Passage shown:
Substrate specificities and inhibition of two hemorrhagic zinc proteases Ht-c and Ht-d from Crotalus atrox venom.

The proteolytic specificities of two zinc hemorrhagic toxins (Ht-c and Ht-d), isolated from Crotalus atrox venom, were investigated by using the oxidized B chain of bovine insulin and synthetic peptide substrates. The enzymes cleaved the Ala14-Leu15 bond of the insulin B chain most rapidly and the Tyr16-Leu17 slightly more slowly. The His5-Leu6, His10-Leu11, and Gly23-Phe24 bonds were also cleaved but at considerably slower rates. In order to assess the substrate length preferences of the enzymes, peptide analogs of the B chain about the Ala14-Leu15 bond were synthesized ranging in length from four to seven residues. The heptapeptide NH2-Leu-Val-Glu-Ala-Leu-Tyr-Leu-COOH was the best peptide substrate tested with the other peptides having decreasing kcat/Km values with decreasing length. The tetrapeptide NH2-Ala-Leu-Tyr-Leu-COOH was not cleaved by the enzymes. Furthermore, this peptide was shown to serve as a competitive inhibitor of the toxins. The N-acetylated pentapeptides and hexapeptides, synthesized to probe the active site environment of the enzymes, were significantly better substrates than their unacetylated counterparts. The toxins had the highest kcat/Km values for the acetylated peptide Ac-Val-Ala-Leu-Leu-Ala-COOH. The data suggest that the toxins may indeed have extended substrate-binding sites, which may accommodate at least six amino acid residues. The best substrate examined thus far for the toxins is the fluorogenic peptide analog 2-aminobenzoyl-Ala-Gly-Leu-Ala-4-nitrobenzylamide, suggestive of similarities between the toxins and mammalian collagenases as well as thermolysin. Mechanisms for inhibition of the enzymes were investigated using amino acid hydroxamates, chloromethyl esters, phosphoramidon and the peptide NH2-Ala-Leu-Tyr-Leu-COOH. All of these inhibitors had Ki values in the 10(-4) M range.

Task goal: From the passage on the Crotalus atrox toxins, list every bond of the oxidized insulin B chain that the enzymes are said to cleave. The entries that come next are separate material and are unrelated to the passage on the Crotalus atrox toxins.

Entries from a collection:
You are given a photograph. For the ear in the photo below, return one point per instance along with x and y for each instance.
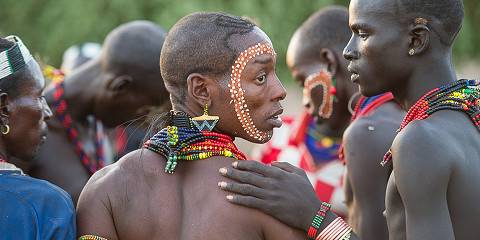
(419, 39)
(4, 102)
(200, 88)
(328, 57)
(120, 84)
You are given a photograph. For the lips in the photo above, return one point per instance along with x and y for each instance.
(275, 119)
(355, 76)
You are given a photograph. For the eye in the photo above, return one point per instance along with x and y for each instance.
(363, 35)
(261, 79)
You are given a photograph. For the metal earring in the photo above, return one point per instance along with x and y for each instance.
(5, 129)
(205, 122)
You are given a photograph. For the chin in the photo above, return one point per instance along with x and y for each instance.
(370, 92)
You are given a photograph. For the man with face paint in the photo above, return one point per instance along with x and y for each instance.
(312, 140)
(315, 58)
(120, 85)
(431, 192)
(220, 72)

Output for this task: Ala14-Leu15, Tyr16-Leu17, His5-Leu6, His10-Leu11, Gly23-Phe24